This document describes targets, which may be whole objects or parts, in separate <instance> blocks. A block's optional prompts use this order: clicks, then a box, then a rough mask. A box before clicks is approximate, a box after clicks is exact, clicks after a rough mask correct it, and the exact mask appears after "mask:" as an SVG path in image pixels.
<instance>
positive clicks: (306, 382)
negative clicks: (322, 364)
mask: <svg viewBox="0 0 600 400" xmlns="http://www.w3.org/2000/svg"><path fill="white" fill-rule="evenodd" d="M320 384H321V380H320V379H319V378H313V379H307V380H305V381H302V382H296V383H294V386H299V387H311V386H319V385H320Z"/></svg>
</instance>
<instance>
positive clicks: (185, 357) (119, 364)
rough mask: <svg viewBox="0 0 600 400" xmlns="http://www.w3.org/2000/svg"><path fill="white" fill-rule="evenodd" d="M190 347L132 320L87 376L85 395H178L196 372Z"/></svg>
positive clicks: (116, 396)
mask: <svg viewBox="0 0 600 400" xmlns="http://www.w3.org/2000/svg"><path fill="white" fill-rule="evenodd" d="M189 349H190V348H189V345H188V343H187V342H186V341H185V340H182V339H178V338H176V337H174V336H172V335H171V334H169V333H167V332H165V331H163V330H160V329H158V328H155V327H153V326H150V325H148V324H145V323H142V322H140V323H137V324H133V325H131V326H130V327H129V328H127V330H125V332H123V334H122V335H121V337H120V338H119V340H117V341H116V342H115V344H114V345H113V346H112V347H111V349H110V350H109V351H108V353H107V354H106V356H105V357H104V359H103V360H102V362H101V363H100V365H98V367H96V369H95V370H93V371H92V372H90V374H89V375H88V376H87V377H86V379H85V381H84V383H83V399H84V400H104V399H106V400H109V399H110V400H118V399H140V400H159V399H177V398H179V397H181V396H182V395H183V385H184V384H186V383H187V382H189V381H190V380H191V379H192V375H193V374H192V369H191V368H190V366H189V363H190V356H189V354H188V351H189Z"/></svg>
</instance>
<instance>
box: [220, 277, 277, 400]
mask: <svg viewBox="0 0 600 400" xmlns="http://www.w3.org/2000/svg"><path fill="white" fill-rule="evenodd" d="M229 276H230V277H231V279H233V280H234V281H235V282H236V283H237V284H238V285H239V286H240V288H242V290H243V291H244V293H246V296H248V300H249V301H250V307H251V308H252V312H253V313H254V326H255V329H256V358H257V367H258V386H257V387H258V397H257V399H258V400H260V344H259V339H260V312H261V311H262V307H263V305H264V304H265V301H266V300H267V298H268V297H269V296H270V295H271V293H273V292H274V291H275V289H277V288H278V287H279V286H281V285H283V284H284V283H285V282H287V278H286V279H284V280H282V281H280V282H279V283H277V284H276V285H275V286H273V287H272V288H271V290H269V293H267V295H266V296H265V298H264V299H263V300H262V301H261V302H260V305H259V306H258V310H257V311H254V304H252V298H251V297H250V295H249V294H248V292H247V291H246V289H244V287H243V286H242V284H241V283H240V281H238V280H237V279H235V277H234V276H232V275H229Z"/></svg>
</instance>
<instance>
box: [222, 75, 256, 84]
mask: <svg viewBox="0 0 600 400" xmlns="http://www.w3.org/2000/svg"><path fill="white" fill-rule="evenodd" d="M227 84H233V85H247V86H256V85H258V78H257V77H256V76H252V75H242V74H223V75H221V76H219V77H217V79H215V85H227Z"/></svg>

---+---

■ WHAT THIS TASK INVOLVES ■
Among the lines above, find those carrying the word "rough" and copy them out.

■ RESULT OF THE EXERCISE ■
This document describes targets, which may be whole objects or parts, in separate <instance> blocks. A block's optional prompts use this order: clicks, then a box, then a rough mask. A box before clicks is approximate, a box after clicks is exact, clicks after a rough mask correct it, and the exact mask appears after "mask:" as an SVG path in image pixels.
rough mask: <svg viewBox="0 0 600 400" xmlns="http://www.w3.org/2000/svg"><path fill="white" fill-rule="evenodd" d="M190 347L132 320L87 376L85 395H178L196 372Z"/></svg>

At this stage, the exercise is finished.